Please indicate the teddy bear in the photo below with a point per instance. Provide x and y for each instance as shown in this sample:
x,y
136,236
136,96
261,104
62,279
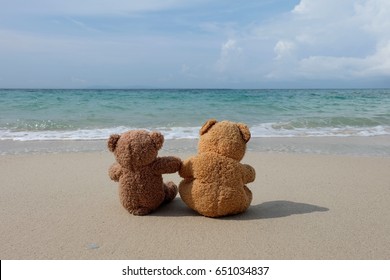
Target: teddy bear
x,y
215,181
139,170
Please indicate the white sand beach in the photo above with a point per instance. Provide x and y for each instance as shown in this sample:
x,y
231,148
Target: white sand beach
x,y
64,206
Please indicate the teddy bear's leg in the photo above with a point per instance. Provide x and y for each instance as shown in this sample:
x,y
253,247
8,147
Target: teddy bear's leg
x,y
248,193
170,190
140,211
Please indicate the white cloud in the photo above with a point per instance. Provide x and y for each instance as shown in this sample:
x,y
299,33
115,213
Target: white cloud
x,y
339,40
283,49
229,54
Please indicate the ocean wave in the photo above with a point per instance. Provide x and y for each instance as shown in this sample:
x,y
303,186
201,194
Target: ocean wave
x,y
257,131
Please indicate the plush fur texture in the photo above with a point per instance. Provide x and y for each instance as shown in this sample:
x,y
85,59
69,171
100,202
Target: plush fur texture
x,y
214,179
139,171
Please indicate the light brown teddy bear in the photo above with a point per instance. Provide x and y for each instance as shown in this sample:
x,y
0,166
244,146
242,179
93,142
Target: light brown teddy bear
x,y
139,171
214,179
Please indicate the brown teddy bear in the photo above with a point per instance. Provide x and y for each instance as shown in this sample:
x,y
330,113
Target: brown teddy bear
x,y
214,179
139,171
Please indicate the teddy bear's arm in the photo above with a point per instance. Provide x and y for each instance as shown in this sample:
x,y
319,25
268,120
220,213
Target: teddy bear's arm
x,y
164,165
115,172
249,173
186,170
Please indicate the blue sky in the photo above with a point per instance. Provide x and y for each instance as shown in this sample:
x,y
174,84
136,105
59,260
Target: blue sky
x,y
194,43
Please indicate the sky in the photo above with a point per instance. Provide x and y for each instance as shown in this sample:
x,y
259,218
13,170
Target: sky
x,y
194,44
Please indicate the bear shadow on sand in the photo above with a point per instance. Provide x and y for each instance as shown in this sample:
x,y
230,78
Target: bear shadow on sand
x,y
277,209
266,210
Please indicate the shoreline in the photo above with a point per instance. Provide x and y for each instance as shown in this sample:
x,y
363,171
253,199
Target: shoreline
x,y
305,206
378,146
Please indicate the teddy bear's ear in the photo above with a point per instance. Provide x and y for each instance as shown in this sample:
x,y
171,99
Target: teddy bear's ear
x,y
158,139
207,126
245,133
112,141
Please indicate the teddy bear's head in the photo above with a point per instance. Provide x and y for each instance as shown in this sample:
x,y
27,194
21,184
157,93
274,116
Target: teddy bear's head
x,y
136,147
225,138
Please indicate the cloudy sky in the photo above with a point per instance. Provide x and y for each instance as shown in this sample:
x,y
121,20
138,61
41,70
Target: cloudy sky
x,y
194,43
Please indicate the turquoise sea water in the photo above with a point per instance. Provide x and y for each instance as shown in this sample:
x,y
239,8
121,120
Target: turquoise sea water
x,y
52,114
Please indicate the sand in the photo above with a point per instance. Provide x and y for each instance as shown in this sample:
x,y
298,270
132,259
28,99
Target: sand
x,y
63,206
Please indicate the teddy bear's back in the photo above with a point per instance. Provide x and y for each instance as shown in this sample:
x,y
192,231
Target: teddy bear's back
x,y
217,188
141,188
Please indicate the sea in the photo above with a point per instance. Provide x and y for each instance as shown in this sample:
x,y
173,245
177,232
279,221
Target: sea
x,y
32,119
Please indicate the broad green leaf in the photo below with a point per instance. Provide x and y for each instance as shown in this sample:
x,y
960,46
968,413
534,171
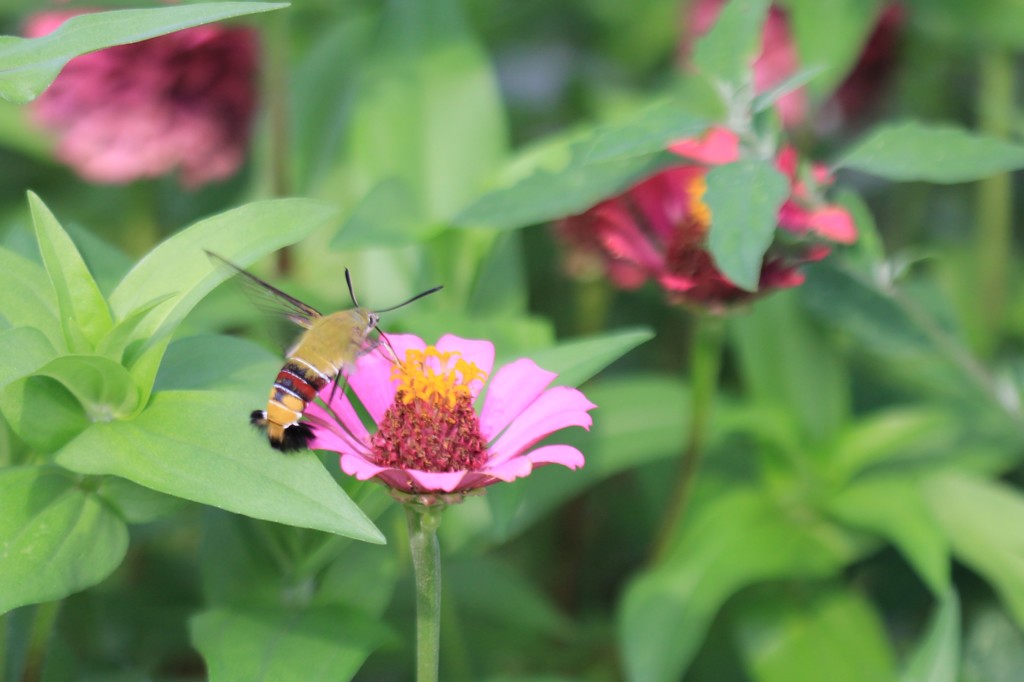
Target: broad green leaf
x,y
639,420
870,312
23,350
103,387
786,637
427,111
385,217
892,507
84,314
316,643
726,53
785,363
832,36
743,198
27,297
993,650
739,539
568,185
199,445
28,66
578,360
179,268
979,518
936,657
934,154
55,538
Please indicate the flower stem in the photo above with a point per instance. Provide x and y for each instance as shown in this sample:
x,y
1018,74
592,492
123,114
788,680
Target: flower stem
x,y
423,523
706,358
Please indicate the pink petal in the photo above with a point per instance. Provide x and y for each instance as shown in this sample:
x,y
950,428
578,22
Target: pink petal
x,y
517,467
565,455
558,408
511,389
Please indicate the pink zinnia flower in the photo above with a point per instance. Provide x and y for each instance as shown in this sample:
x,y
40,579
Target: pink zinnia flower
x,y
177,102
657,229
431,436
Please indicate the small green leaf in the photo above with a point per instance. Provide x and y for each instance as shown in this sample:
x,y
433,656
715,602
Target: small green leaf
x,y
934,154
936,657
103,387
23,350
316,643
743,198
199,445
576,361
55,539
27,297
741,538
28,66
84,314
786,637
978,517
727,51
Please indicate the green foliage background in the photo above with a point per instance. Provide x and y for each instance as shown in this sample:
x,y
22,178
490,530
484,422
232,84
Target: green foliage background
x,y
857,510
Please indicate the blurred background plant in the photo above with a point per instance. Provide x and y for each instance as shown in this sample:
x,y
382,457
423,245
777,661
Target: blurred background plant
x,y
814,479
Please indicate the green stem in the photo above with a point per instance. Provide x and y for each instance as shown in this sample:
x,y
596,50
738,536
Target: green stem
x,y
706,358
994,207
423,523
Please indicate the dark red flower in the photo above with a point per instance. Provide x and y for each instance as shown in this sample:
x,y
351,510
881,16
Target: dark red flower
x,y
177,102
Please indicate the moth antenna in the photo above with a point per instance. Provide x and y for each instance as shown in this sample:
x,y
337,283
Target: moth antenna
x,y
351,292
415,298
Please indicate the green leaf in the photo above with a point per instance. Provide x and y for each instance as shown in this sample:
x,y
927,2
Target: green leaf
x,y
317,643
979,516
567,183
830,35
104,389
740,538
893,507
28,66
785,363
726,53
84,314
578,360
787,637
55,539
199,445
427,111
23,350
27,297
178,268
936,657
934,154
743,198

◆ WHAT IS EXPECTED ◆
Each record above goes into the copy unchanged; the pictures do not.

◆ WORKED SOLUTION ◆
Please indicate the teddy bear in the photo below with a point per instance. Provide x and y for each instance as shown in this sample:
x,y
136,236
136,96
261,104
62,279
Target: teddy bear
x,y
215,181
139,170
Please indicate the white sand beach in the photo above with a point per instance. Provide x and y for each instance as shown in this sample:
x,y
231,148
Target: white sand beach
x,y
64,206
Please indicate the teddy bear's leg in the photo above with a point per instance. Provide x and y for each instance as shown in this sample:
x,y
253,247
8,147
Target: teddy bear's leg
x,y
248,193
170,190
140,211
Please indicate the white cloud in the photo above with a point per instance. Provide x and y for each instance as shown in this sample:
x,y
299,33
115,213
Target: white cloud
x,y
339,40
283,49
229,54
Please indicate the ocean wave in the photo above with a point per instance. Provide x and y for each instance as shown in this sample:
x,y
303,186
201,194
Target: ocean wave
x,y
257,131
Please indicate the plush fur texture in the photo above with a point per instance. Provide x and y for each instance as shown in this sample:
x,y
85,59
69,171
100,202
Target: plush fur texture
x,y
214,179
139,171
Please indicate the light brown teddy bear in the photo above with a point per instance. Provide x and y for each instance as shown in this sample:
x,y
0,166
244,146
242,179
93,142
Target: light brown teddy bear
x,y
139,171
214,179
Please indicate the brown teddy bear in the photo above with a point per instance. Provide x and y for each instance as shown in this sample:
x,y
330,113
Target: brown teddy bear
x,y
214,179
139,171
Please indicate the teddy bear's arm in the photo above with a point per instance. Provide x and y for each instance as shown in this sample:
x,y
319,25
268,120
220,213
Target: teddy bear's arm
x,y
164,165
115,172
249,173
186,170
Please indicate the blue sky in the photo above with a point per instance. Provide x and y for each instance as shown in this sample:
x,y
174,84
136,105
59,260
Target: blue sky
x,y
194,43
Please indicate the sky in the photo above with a point per instance. Provide x and y for each instance as shown in this sample:
x,y
259,218
13,170
Target: sky
x,y
194,44
Please indicate the bear shadow on sand in the photo above with a point per instance. Provide x and y for each instance as shown in this sample:
x,y
230,78
Target: bear shadow on sand
x,y
277,209
266,210
Please indicate the shoreline in the photo above with a point per instance. Provide x and y for each instance as shown in this sample:
x,y
363,171
253,199
Target: shoreline
x,y
305,206
378,146
Please indicate the teddy bear's ear in the photo above with a point per instance. Provide x and y for each instance as shown in this sample:
x,y
171,99
Target: teddy bear's ear
x,y
158,139
207,126
245,133
112,141
Please indicate the teddy bear's head in the photo above with a point per instance. Provide x and y for each instance as shown in this sample:
x,y
27,194
21,184
157,93
274,116
Target: teddy bear's head
x,y
136,147
225,138
Please indicate the cloudy sky in the photo above with a point per instance. Provide x and y for each instance as shown in this sample:
x,y
121,20
138,61
41,70
Target: cloudy sky
x,y
194,43
Please indicate the turquoise sea water in the photo above with a point per instance. Provide x and y for each instance as shown in this sample:
x,y
239,8
121,120
Target: turquoise sea water
x,y
52,114
Please indicate the sand in the photo above with a point per instance. Provide x and y for each instance as shown in this sample:
x,y
298,270
132,259
28,99
Target: sand
x,y
63,206
Please indicate the teddy bear's back in the photo above with a point per instance. Provide x and y for each instance as shown in this sample:
x,y
192,231
Target: teddy bear's back
x,y
217,188
141,188
Please indicate the sea in the photo above with a point per instance. Provide x and y for each instance as shown in this sample:
x,y
173,245
177,232
279,221
Target: sea
x,y
32,119
Please indicate the broad green leaf in the photo below with a point per instance. Provide x and y for each instance as shown in this sample:
x,y
960,46
968,413
534,171
Target: broad green leaf
x,y
639,420
870,312
23,350
103,387
786,637
427,111
385,217
892,507
84,314
316,643
726,53
785,363
832,36
743,198
27,297
993,650
739,539
568,185
199,445
28,66
578,360
179,268
979,518
936,657
934,154
55,538
Please indicate the flower stem in the photo above with a point per instance. Provide x and y for each instance as shown in this sample:
x,y
1018,74
592,492
123,114
788,680
Target: flower stem
x,y
423,523
706,358
Please indicate the pink petal in the photo above with a point per instance. Provide x and y for each instance as shown in this sample:
x,y
950,428
578,22
Target: pink petal
x,y
517,467
565,455
558,408
511,389
Please indicate the pink zinnia flower in the photo above with a point per instance. Provide x and y for each instance as shown in this sample:
x,y
40,579
Target: pink zinnia flower
x,y
177,102
657,229
431,436
Please indicate the small green leaf in the photo above with a point per instance. Provide x and y for each instance as shown in this sample:
x,y
433,656
715,602
Target: small green leaf
x,y
934,154
936,657
103,387
23,350
316,643
743,198
199,445
576,361
55,539
27,297
741,538
28,66
84,314
786,637
978,517
727,51
Please indicate the green foliage background in the photo above with a point per instance. Provide x and y for each instance as shown in this sample:
x,y
22,178
490,530
484,422
232,84
Target: green foliage background
x,y
857,510
Please indicate the blurred background plant in the photo above with a point per instance. Provide x and y for each instance as shown in this sample:
x,y
382,457
423,245
777,661
Target: blurred background plant
x,y
814,479
Please indicate the green stem in the photo above with a point per instance. Provide x and y for each instance as shown in this sample:
x,y
596,50
738,536
Target: green stem
x,y
706,358
994,207
423,523
Please indicate the dark red flower in the photo above with a point per instance. Provide x and y for each instance as shown in this sample:
x,y
351,510
881,16
Target: dark red flower
x,y
177,102
Please indicate the moth antenna in the photo above with a point per instance. Provide x and y for each instance as shown in this sample:
x,y
337,283
Target: moth antenna
x,y
351,292
415,298
Please indicate the green leaf in the photo above with a point per instance. Provide x and y for each instance as shown in this sample:
x,y
927,2
Target: green leaf
x,y
317,643
979,516
567,183
830,35
104,389
740,538
893,507
28,66
785,363
726,53
84,314
578,360
787,637
55,539
199,445
427,111
23,350
27,297
178,268
936,657
934,154
743,198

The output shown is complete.